# TEXTE EXTRAIT
Par Fred Deion − Mai 2017
Si l’histoire se répète, le passé indique le futur ; et pour imaginer ce que notre XXIe siècle pourrait bien nous réserver, le Moyen Âge est une excellente source d’inspiration. Celui-ci commence et se termine par des drames et des tragédies ; et entre son début et sa fin, toute la période est troublée. Tout d’abord, effectuons un petit voyage en arrière.
Le début du Moyen Âge est généralement fixé à la chute de l’Empire romain d’Occident, qui met un terme à six siècles de domination romaine sur une grande partie de l’Europe. Des premières invasions germaniques en 406 jusqu’à la déposition en 476 du dernier empereur Romulus Augustule, il n’aura donc fallu que 70 ans pour solder plus d’un demi-millénaire d’hégémonie romaine sur le monde méditerranéen ! Grâce aux rapports archéologiques, on sait que cet effondrement a été un désastre pour des millions de gens, car l’Empire était parvenu à un stade très élevé de sophistication pour toute la société. Les citoyens romains ont en effet bénéficié d’un confort très élevé (proche de celui dont profitent nos populations au XIXe siècle), d’infrastructures performantes (eau courante grâce aux aqueducs, évacuation des eaux usées via un réseau d’égouts, thermes, hôpitaux, routes, etc.) qui sont ensuite tombés en décrépitude. La fin de l’Empire d’Occident a donc été synonyme d’un recul de niveau de vie de plusieurs siècles.
Le Moyen Âge a lui aussi connu ses invasions, entre le IXe et Xe siècle, menées par les Vikings sur les régions côtières des mers d’Europe du Nord et de l’Ouest, les Sarrasins sur les côtes méditerranéennes, et les Hongrois (« Magyars ») depuis l’Est du continent européen. Le dénominateur commun de ces raids est le pillage : éviter le conflit, mais amasser un butin. Pour ce faire, une tactique innovante est développée, caractérisée par la rapidité et l’effet de surprise. A l’inverse des armées plutôt lentes de l’époque, ces pilleurs utilisent un outil militaire mobile : drakkar pour les Vikings, cavalerie pour les Hongrois, alors que les Sarrasins excellent aussi bien en mer Méditerranée sur leurs bateaux, qu’à terre sur leurs chevaux. Ainsi, pendant toute la décennie 880, des Vikings pillent le Nord de la France, les Flandres, la Rhénanie et remontent la Seine en 885, jusqu’à Paris qu’ils assiègent. L’Empire carolingien, que Charlemagne avait fondé en l’an 800, finit par s’écrouler à l’image de l’Empire romain d’Occident, quatre siècles avant lui. Mêmes causes, mêmes effets ?

# DONNÉES BRUTES
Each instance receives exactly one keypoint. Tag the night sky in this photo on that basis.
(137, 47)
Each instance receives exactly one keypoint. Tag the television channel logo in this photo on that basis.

# TÂCHES ET EXERCICES
[1] D'après le texte sur le Moyen Âge, quels peuples mènent des invasions entre le IXe et le Xe siècle ? Citez-les tous.
[2] Rédigez la suite du texte sur le Moyen Âge, après sa dernière phrase, « Mêmes causes, mêmes effets ? ».

# RÉPONSES SUCCESSIVES
[1] Les Vikings, les Sarrasins et les Hongrois (« Magyars »).

[2]
Après son effondrement, on assiste à une atomisation du pouvoir, au chaos et à l’anarchie, à des rivalités et des guerres privées, et, par conséquent, au repli défensif offert par l’abri protecteur que procure le château : c’est l’avènement du chevalier et de la féodalité. Celle-ci se caractérise donc par le morcellement de l’autorité, des terres et du droit de propriété, par l’instabilité politique et territoriale, et aussi par l’insécurité : les invasions extérieures déjà mentionnées, la multiplicité des conflits locaux menés par une noblesse querelleuse, la précarité économique (rendement agricole aléatoire d’une saison à l’autre) et son corollaire, l’insécurité alimentaire (famines).
D’autres événements marquants jalonnent le Moyen Âge. Les huit croisades, qui s’échelonnent de 1096 à 1270, permettent l’établissement des États latins d’Orient qui assurent une occupation chrétienne en Terre sainte de 1098 à 1291. Il est important de relever que ces anciens événements font toujours écho aujourd’hui : après chaque attentat terroriste commis en Europe par l’État islamique, ses communiqués emploient volontairement une terminologie issue de ce lointain passé. Par exemple, suite aux attentats de Bruxelles de mars 2016, leur revendication indique : « Une cellule des soldats du Califat s’est élancée en direction de la Belgique croisée. (…) La crainte et l’effroi (ont été jetés) dans le cœur des croisés, en plein dans leur terre (…), des soldats du Califat (…) se sont élancés (…) pour tuer un grand nombre de croisés. (…) Nous promettons aux États croisés (…) des jours bien sombres. »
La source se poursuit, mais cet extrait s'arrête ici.